Exercise directions: Keeping every word the same, return the listing from its first line until the line holding "[locate] tan painted wall (one dot each)" has been returned as well.
[Start of section]
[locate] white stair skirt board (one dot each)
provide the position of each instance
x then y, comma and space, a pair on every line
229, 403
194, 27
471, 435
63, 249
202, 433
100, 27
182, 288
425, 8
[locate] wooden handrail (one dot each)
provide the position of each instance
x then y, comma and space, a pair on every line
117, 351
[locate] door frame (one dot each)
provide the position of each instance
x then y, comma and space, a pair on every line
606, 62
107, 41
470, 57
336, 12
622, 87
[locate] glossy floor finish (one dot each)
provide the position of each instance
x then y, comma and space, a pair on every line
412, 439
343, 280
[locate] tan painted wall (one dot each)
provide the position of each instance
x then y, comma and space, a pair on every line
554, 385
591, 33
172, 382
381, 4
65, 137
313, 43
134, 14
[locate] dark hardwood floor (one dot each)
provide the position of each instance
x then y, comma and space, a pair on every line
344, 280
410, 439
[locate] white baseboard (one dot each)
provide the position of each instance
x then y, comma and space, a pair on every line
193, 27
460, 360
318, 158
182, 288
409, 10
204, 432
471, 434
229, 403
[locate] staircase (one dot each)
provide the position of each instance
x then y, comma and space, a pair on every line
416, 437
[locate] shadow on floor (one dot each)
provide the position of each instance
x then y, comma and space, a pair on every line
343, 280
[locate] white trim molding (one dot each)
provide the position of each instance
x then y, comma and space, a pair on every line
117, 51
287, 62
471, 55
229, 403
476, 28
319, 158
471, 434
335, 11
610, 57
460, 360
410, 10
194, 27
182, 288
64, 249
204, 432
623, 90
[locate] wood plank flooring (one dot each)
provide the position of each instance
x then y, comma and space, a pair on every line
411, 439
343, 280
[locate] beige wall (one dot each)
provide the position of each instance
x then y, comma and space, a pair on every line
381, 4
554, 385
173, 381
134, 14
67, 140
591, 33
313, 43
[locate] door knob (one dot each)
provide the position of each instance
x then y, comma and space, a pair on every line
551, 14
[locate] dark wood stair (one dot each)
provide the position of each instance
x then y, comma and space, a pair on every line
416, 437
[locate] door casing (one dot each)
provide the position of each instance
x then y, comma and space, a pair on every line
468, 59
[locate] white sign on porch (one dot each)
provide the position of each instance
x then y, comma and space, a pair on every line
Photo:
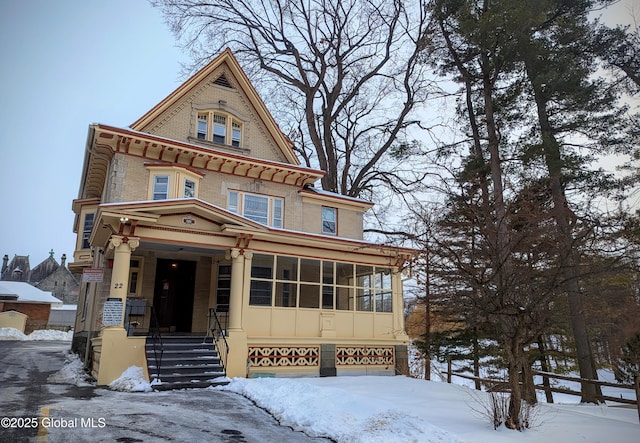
112, 312
92, 275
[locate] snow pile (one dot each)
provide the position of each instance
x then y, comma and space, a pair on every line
72, 372
40, 334
50, 334
402, 409
336, 413
11, 334
131, 380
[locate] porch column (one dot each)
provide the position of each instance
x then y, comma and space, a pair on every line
235, 298
123, 246
398, 306
236, 365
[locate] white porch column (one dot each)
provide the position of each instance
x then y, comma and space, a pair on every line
235, 298
398, 306
123, 246
236, 365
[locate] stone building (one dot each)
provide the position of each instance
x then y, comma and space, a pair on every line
49, 276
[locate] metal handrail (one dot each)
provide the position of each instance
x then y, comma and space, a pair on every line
219, 335
156, 337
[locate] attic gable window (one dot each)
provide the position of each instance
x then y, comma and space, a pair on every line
219, 127
222, 81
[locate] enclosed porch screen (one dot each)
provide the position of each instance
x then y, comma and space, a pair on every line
295, 282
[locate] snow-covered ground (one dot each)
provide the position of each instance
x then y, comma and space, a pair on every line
402, 409
40, 334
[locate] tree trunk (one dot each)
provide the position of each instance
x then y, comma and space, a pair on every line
513, 348
562, 215
544, 365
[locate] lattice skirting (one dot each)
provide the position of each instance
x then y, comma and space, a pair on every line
269, 356
365, 355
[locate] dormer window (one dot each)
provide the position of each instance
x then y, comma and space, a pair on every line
172, 182
219, 127
264, 209
329, 220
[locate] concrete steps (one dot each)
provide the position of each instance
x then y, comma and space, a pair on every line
188, 361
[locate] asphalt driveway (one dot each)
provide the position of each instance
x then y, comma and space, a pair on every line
33, 409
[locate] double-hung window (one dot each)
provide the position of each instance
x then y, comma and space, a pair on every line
160, 187
219, 127
86, 229
263, 209
172, 181
329, 220
189, 188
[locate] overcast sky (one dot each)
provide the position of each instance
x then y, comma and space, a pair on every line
67, 64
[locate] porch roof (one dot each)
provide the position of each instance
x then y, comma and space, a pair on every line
235, 226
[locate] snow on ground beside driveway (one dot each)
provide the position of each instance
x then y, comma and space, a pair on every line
402, 409
39, 334
131, 380
72, 372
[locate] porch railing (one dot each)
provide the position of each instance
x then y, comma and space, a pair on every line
218, 332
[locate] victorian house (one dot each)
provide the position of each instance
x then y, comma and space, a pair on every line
198, 224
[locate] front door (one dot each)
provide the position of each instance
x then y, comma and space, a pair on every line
173, 294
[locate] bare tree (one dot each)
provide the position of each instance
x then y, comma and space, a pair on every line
350, 72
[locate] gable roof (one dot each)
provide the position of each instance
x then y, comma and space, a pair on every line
225, 58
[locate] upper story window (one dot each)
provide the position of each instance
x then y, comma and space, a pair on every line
86, 229
219, 127
189, 188
329, 220
172, 182
160, 187
263, 209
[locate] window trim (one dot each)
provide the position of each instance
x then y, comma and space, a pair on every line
236, 203
324, 220
155, 192
178, 176
86, 231
369, 292
233, 128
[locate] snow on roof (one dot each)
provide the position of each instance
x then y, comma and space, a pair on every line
[End of section]
Reply:
[locate] white stair skirt board (one dot each)
provide the position of each instance
x then y, comma and space, a pair on every line
229, 403
194, 27
471, 435
63, 249
202, 433
100, 27
182, 288
425, 8
[locate] wooden handrail (one dot each)
provide the position of each instance
x then y, comma and space, a pair on every line
117, 351
[locate] door frame (one dot each)
provide the position of each instance
x then y, comma and space, a pair on every line
606, 62
107, 41
470, 57
336, 12
622, 87
[locate] glossy floor finish (one dot each)
provide the position of each instance
x then y, comma and space, a pair on every line
412, 439
343, 280
[locate] tan painted wall (one dot each)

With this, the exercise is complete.